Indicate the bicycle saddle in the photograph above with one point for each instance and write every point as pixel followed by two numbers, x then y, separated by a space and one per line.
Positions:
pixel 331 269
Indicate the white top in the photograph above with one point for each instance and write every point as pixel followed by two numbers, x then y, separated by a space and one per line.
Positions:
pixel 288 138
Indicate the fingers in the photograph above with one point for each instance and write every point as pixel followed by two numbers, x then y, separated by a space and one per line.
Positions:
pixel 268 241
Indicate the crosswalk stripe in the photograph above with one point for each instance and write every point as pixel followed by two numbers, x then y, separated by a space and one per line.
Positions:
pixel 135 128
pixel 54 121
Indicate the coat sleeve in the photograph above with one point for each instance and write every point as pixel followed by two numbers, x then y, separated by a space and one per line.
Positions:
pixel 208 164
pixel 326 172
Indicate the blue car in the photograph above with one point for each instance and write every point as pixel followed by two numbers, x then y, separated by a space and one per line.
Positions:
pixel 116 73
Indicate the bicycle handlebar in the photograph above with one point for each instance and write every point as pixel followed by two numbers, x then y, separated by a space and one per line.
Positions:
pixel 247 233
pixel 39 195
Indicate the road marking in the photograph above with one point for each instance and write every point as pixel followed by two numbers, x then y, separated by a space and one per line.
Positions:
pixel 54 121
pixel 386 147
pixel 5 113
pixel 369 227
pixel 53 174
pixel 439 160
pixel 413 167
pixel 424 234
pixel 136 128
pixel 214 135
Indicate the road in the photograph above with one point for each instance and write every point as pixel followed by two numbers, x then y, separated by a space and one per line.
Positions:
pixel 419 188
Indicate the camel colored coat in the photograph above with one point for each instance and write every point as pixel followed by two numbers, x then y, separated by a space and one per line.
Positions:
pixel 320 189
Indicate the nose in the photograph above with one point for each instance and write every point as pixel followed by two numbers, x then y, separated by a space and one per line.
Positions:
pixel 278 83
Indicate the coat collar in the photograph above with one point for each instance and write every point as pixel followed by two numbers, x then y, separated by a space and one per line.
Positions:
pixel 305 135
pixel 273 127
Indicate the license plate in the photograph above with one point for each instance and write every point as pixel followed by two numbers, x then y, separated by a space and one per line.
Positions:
· · · · ·
-- Task statement --
Using the line that contains "Indicate the bicycle handlebar" as the first, reproduce each line exactly through the last line of the listing.

-- Answer for this exercise --
Indicate the bicycle handlebar in the photograph above with one point for each instance and write every point as pixel followed by two numbers, x then y, separated by a space and one per line.
Positions:
pixel 247 233
pixel 39 195
Indicate the road marking in the photograph above with one point for each instance and write every point as pixel followed by two numbers, x then y, separated by a space and one per line.
Positions:
pixel 54 121
pixel 386 147
pixel 5 113
pixel 369 227
pixel 53 174
pixel 439 160
pixel 413 167
pixel 424 234
pixel 136 128
pixel 214 135
Indicate the road in the photograph above with one point for each instance and write every point as pixel followed by two numbers, x then y, separated by a space and one per line.
Positions:
pixel 419 188
Indicate the camel colored coat in the photograph above with one point for each instance and write every point as pixel followed by two numbers, x then y, separated by a space and one per line.
Positions:
pixel 320 189
Indicate the nose in the photograph above with one point for each instance and write every point as pixel followed by two numbers, x then y, separated by a space and one per line.
Positions:
pixel 278 83
Indicate the coat collar in the photograph above with one point for each instance and write every point as pixel followed by two numbers, x then y, separated by a space and one per line.
Positions:
pixel 305 135
pixel 273 127
Indicate the license plate in the photograph above with one point for each instance and write every point as pixel followed by two numbers, x then y, separated by a space and one per line.
Positions:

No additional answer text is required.